Make an exact copy of the data below, leaving out every picture.

Exercise inputs.
====================

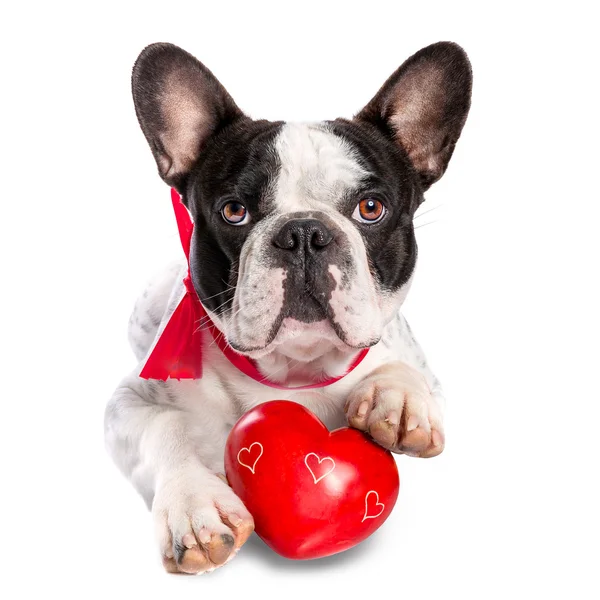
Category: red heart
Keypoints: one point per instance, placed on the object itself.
(312, 493)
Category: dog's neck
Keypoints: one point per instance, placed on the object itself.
(301, 365)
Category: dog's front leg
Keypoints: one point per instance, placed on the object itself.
(200, 523)
(400, 403)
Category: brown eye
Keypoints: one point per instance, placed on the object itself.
(235, 213)
(369, 210)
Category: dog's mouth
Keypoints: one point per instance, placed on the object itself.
(299, 340)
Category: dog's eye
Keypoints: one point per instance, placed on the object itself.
(235, 213)
(369, 210)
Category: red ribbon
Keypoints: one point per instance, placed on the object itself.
(177, 353)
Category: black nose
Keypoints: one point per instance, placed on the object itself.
(303, 235)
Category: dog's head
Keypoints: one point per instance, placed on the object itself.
(303, 238)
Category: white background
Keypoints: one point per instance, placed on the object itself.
(505, 300)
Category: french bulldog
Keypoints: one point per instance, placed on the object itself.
(302, 254)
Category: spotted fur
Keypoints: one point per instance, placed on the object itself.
(301, 286)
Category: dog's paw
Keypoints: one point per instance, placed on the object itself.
(395, 406)
(200, 523)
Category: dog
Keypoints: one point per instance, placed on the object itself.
(302, 254)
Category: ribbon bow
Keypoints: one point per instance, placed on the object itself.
(177, 353)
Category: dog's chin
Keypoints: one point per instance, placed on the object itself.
(304, 342)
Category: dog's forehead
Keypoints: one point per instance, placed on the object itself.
(317, 168)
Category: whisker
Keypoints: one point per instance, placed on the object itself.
(418, 216)
(423, 224)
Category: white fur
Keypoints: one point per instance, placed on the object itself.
(169, 437)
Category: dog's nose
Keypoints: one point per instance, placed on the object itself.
(303, 235)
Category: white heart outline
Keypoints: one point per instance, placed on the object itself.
(320, 460)
(249, 449)
(377, 503)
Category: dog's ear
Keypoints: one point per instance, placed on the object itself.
(424, 106)
(179, 104)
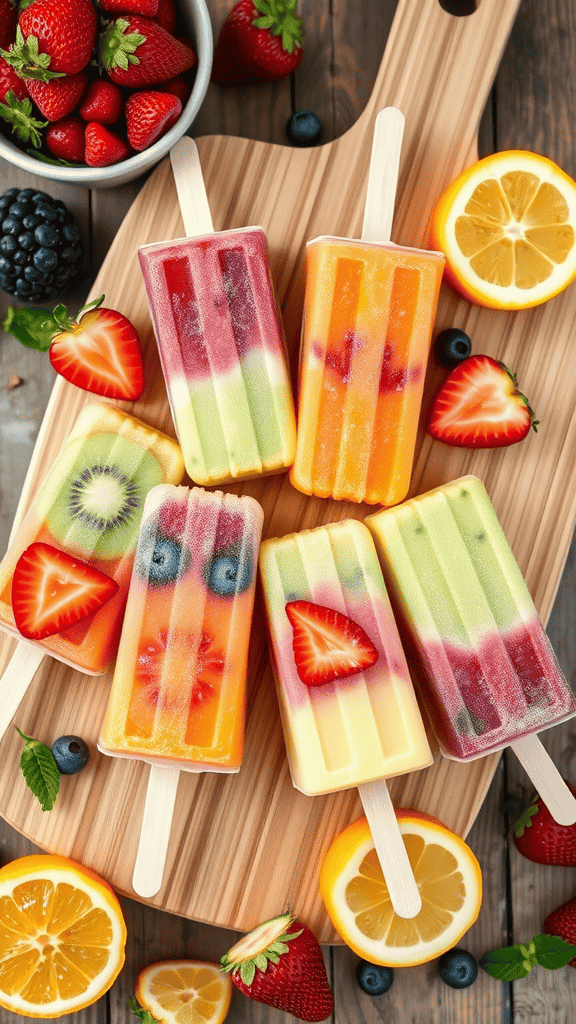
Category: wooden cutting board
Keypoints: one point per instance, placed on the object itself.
(244, 848)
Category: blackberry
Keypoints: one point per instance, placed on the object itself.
(41, 248)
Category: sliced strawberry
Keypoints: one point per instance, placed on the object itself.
(150, 115)
(327, 644)
(479, 406)
(52, 591)
(57, 98)
(104, 146)
(100, 353)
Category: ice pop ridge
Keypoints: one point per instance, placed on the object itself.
(353, 730)
(178, 691)
(90, 505)
(490, 673)
(369, 314)
(221, 348)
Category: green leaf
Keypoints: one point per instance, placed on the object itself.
(551, 951)
(118, 47)
(247, 972)
(33, 328)
(18, 114)
(525, 821)
(40, 771)
(144, 1015)
(25, 57)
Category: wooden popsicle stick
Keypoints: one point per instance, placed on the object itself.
(155, 834)
(382, 177)
(16, 678)
(404, 893)
(191, 188)
(541, 770)
(378, 215)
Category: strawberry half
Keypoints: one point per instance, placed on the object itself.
(540, 839)
(52, 591)
(280, 963)
(327, 644)
(479, 406)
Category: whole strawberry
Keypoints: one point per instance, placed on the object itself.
(59, 97)
(150, 115)
(53, 38)
(259, 42)
(280, 963)
(8, 16)
(136, 52)
(540, 839)
(563, 922)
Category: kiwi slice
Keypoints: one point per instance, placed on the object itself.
(92, 500)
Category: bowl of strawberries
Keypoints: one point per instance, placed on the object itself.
(95, 92)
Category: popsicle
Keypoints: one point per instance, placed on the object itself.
(347, 706)
(490, 675)
(369, 312)
(220, 340)
(89, 506)
(177, 698)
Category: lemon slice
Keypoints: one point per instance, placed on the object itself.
(507, 228)
(184, 992)
(62, 936)
(357, 898)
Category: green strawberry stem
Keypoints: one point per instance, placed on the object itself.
(18, 114)
(118, 48)
(280, 17)
(28, 61)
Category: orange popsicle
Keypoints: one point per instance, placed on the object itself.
(369, 315)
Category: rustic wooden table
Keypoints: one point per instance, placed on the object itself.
(533, 105)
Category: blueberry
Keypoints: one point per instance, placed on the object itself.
(304, 128)
(452, 346)
(458, 968)
(45, 235)
(227, 574)
(71, 755)
(373, 980)
(45, 259)
(160, 559)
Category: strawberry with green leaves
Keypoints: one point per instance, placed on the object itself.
(136, 52)
(53, 38)
(542, 840)
(280, 963)
(260, 41)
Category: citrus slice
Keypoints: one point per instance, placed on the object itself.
(507, 228)
(62, 936)
(357, 898)
(184, 992)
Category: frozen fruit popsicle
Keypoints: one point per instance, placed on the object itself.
(89, 506)
(220, 342)
(177, 698)
(491, 677)
(347, 707)
(369, 312)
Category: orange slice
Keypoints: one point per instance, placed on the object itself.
(357, 898)
(62, 936)
(184, 992)
(507, 228)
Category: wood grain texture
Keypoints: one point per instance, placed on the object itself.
(280, 837)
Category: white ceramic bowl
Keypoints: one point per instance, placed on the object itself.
(198, 20)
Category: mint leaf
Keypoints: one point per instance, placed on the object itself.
(525, 821)
(145, 1015)
(33, 328)
(40, 771)
(551, 951)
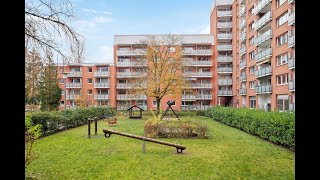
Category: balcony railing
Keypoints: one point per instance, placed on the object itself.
(224, 36)
(197, 74)
(130, 74)
(101, 85)
(224, 58)
(136, 52)
(101, 73)
(291, 19)
(243, 64)
(73, 85)
(260, 6)
(101, 96)
(75, 74)
(263, 21)
(291, 63)
(291, 41)
(263, 37)
(194, 107)
(225, 70)
(197, 63)
(243, 91)
(263, 55)
(224, 24)
(224, 93)
(263, 89)
(243, 77)
(291, 85)
(199, 52)
(224, 47)
(131, 97)
(224, 82)
(267, 71)
(224, 13)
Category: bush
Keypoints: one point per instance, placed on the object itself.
(277, 127)
(55, 120)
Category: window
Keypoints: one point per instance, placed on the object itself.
(252, 102)
(252, 84)
(282, 19)
(282, 59)
(280, 2)
(282, 102)
(282, 39)
(251, 55)
(282, 79)
(251, 40)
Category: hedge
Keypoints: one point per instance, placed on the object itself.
(275, 126)
(53, 121)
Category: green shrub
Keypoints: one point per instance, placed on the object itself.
(275, 126)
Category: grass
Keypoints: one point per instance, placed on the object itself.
(229, 153)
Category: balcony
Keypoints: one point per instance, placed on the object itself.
(136, 52)
(243, 77)
(224, 13)
(194, 107)
(291, 41)
(262, 39)
(225, 36)
(262, 7)
(264, 20)
(224, 69)
(291, 85)
(263, 55)
(263, 89)
(224, 93)
(242, 10)
(131, 97)
(197, 74)
(203, 96)
(73, 85)
(197, 52)
(243, 50)
(101, 96)
(75, 74)
(291, 19)
(101, 73)
(267, 71)
(224, 59)
(130, 74)
(224, 82)
(243, 36)
(243, 91)
(101, 85)
(197, 63)
(224, 25)
(242, 24)
(224, 47)
(291, 63)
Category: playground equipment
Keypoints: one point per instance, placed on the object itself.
(108, 132)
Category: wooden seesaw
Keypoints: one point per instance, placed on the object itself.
(108, 132)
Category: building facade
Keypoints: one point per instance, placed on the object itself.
(255, 46)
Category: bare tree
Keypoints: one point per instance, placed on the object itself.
(47, 25)
(163, 61)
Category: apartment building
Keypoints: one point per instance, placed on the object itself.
(255, 47)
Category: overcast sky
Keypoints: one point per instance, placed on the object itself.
(99, 20)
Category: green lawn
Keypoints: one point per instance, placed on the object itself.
(229, 153)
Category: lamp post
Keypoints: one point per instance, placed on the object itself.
(65, 74)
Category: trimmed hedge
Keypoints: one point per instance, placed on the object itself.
(53, 121)
(275, 126)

====================

Answer for this exercise.
Category: red heart
Keypoints: one point per instance, placed on the object itself.
(312, 493)
Category: dog's neck
Keypoints: one point per instance, placed on the object itself.
(301, 365)
Category: dog's front leg
Keypoints: one point per instance, placed on the object itself.
(200, 523)
(400, 403)
Category: brown eye
Keypoints: one point per instance, placed on the object itself.
(235, 213)
(369, 210)
Category: dog's mouth
Keypoints: one point per instance, placed on the object itself.
(299, 340)
Category: dog's eye
Keypoints: one point per instance, placed on the object itself.
(235, 213)
(369, 210)
Category: red ribbon
Keypoints: one point per instance, placed on the object itself.
(177, 353)
Category: black nose
Keypoints: one point per instance, placed on the object itself.
(303, 235)
Category: dog's head
Keypoints: one point per instance, placed on the object itself.
(303, 238)
Category: white background
Keypoints: one point per instance, placed on the object itself.
(505, 300)
Category: french bulldog
Keypoints: one point per instance, placed on the object itself.
(302, 254)
Category: spotted fur
Keypoints: one point per instance, placed on the object itself.
(301, 286)
Category: dog's paw
Keypoints: one point per instance, placed on the object itself.
(395, 406)
(200, 523)
Category: dog
Keypoints: one point per instance, placed on the object itself.
(302, 254)
Category: ribbon bow
Keypoints: one point per instance, placed on the object itself.
(177, 353)
Category: dog's chin
Keypoints: one point per instance, placed on the object itself.
(304, 342)
Category: dog's forehead
Keypoints: one point per instance, placed on the object itself.
(317, 168)
Category: whisker
Keypoints: one point per instance, placed on the object itself.
(418, 216)
(423, 224)
Category: white fur
Keypoints: one point per instance, placed on the object itself.
(169, 437)
Category: dog's nose
Keypoints: one point per instance, placed on the object itself.
(303, 235)
Category: white heart outline
Keypoints: one point per instance, placed on the object itself.
(320, 460)
(249, 449)
(377, 503)
Category: dog's ear
Keypoints: one point per instance, placed on the object itself.
(424, 106)
(179, 104)
Category: wooden cutting board
Keypoints: one point per instance, placed on the object itself.
(244, 848)
Category: blackberry
Keypoints: one point per instance, placed on the object itself.
(41, 248)
Category: sliced strawberry
Keypoints: one point per instance, placed on the object itself.
(150, 115)
(327, 644)
(479, 406)
(52, 591)
(57, 98)
(104, 146)
(100, 353)
Category: ice pop ridge
Keypoints: one point per instance, placed on the object itself.
(353, 730)
(178, 691)
(90, 505)
(490, 673)
(369, 314)
(221, 348)
Category: green leaf
Keypoints: one point per instance, placed on the object itself.
(551, 951)
(118, 47)
(247, 972)
(33, 328)
(18, 114)
(525, 821)
(40, 771)
(144, 1015)
(25, 57)
Category: wooden popsicle stick
Keypoints: one point per instance, placed on the object itself.
(155, 834)
(382, 177)
(16, 678)
(404, 893)
(191, 188)
(541, 770)
(378, 215)
Category: strawberry half
Keypoints: one point per instance, placed on the object itself.
(540, 839)
(52, 591)
(280, 963)
(327, 644)
(479, 406)
Category: whole strawberry
Keypoints: one point per instance, placed on the object itself.
(59, 97)
(150, 115)
(53, 38)
(259, 42)
(280, 963)
(8, 16)
(136, 52)
(540, 839)
(563, 922)
Category: kiwi slice
Keypoints: one point per instance, placed on the object itself.
(92, 500)
Category: bowl of strawberries
Keypoints: one point per instance, placed on the object itself.
(95, 92)
Category: popsicle
Keypoints: one point per instance, placed on the object itself.
(347, 706)
(490, 675)
(369, 312)
(220, 340)
(89, 506)
(177, 698)
Category: lemon slice
Keypoints: one point per instance, placed on the object itself.
(507, 228)
(184, 992)
(62, 936)
(357, 898)
Category: green strawberry stem
Keypoints: one point per instance, placed on the object itself.
(18, 114)
(118, 48)
(280, 17)
(28, 61)
Category: orange popsicle
Keypoints: one point per instance, placed on the object itself.
(369, 315)
Category: rustic wooden table
Keypoints: one point per instance, placed on the object itself.
(533, 105)
Category: blueberry
Keypoints: one point per instance, placed on the object itself.
(304, 128)
(452, 346)
(458, 968)
(45, 235)
(227, 574)
(71, 755)
(373, 980)
(45, 259)
(160, 559)
Category: strawberry with green leaves
Keypoints: one point per instance, placed on the object itself.
(136, 52)
(53, 38)
(542, 840)
(280, 963)
(260, 41)
Category: citrus slice
Keypoints: one point per instance, placed on the object itself.
(507, 228)
(62, 936)
(357, 898)
(184, 992)
Category: frozen fruit popsicle
Keypoints: one point per instance, placed on the object itself.
(89, 506)
(220, 342)
(177, 698)
(491, 677)
(347, 707)
(369, 312)
Category: orange slice
Keypoints: one point per instance, placed on the object itself.
(357, 898)
(62, 936)
(184, 992)
(507, 228)
Category: wood grain texture
Keypoints: one point per instance, placed on the object itself.
(280, 837)
Category: white ceramic bowl
Keypoints: one point per instance, placed on the object itself.
(198, 20)
Category: mint leaf
Keypoints: one point per instance, placed on the object itself.
(525, 821)
(145, 1015)
(33, 328)
(40, 771)
(551, 951)
Category: balcony railing
Keypoints: one point per instance, placed on the object itself.
(224, 36)
(197, 74)
(130, 74)
(101, 85)
(224, 58)
(136, 52)
(101, 73)
(291, 19)
(243, 64)
(73, 85)
(260, 6)
(101, 96)
(75, 74)
(263, 21)
(291, 63)
(291, 41)
(263, 37)
(194, 107)
(225, 70)
(197, 63)
(243, 91)
(263, 55)
(224, 24)
(224, 93)
(263, 89)
(243, 77)
(291, 85)
(199, 52)
(224, 47)
(131, 97)
(224, 82)
(267, 71)
(224, 13)
Category: bush
Keypoints: one point per instance, placed on the object itself.
(277, 127)
(55, 120)
Category: window
Keypoints: one point per instance, placed on the object itself.
(252, 102)
(252, 84)
(282, 19)
(282, 59)
(280, 2)
(282, 102)
(282, 39)
(251, 55)
(282, 79)
(251, 40)
Category: hedge
Keypoints: one point per instance, placed on the object itself.
(275, 126)
(53, 121)
Category: green shrub
Keypoints: one point per instance, placed on the object itself.
(275, 126)
Category: grass
Keypoints: one point per instance, placed on the object itself.
(229, 153)
Category: balcony
Keypoints: one point per instance, placed on the object itself.
(136, 52)
(243, 77)
(224, 13)
(194, 107)
(291, 41)
(262, 39)
(225, 36)
(262, 7)
(264, 20)
(224, 69)
(291, 85)
(263, 55)
(263, 89)
(224, 93)
(242, 10)
(131, 97)
(197, 74)
(203, 96)
(73, 85)
(197, 52)
(243, 50)
(101, 96)
(75, 74)
(291, 19)
(101, 73)
(267, 71)
(224, 59)
(130, 74)
(224, 82)
(243, 36)
(243, 91)
(101, 85)
(197, 63)
(224, 25)
(242, 24)
(224, 47)
(291, 63)
Category: playground equipment
Keypoints: one point per instance, placed on the object itself.
(108, 132)
Category: wooden seesaw
Keypoints: one point per instance, placed on the object itself.
(108, 132)
Category: building facade
Keypoints: one point per instance, placed on the object itself.
(255, 46)
Category: bare tree
Keypoints: one point per instance, placed on the object itself.
(47, 25)
(163, 61)
Category: apartment building
Keypoints: one point per instance, placed on the object itself.
(255, 47)
Category: overcast sky
Keypoints: one point per instance, placed on the object itself.
(99, 20)
Category: green lawn
Keypoints: one point per instance, placed on the object itself.
(229, 153)
Category: lamp post
Keypoints: one point per instance, placed on the object itself.
(65, 74)
Category: trimmed hedge
Keypoints: one point per instance, placed on the object itself.
(53, 121)
(275, 126)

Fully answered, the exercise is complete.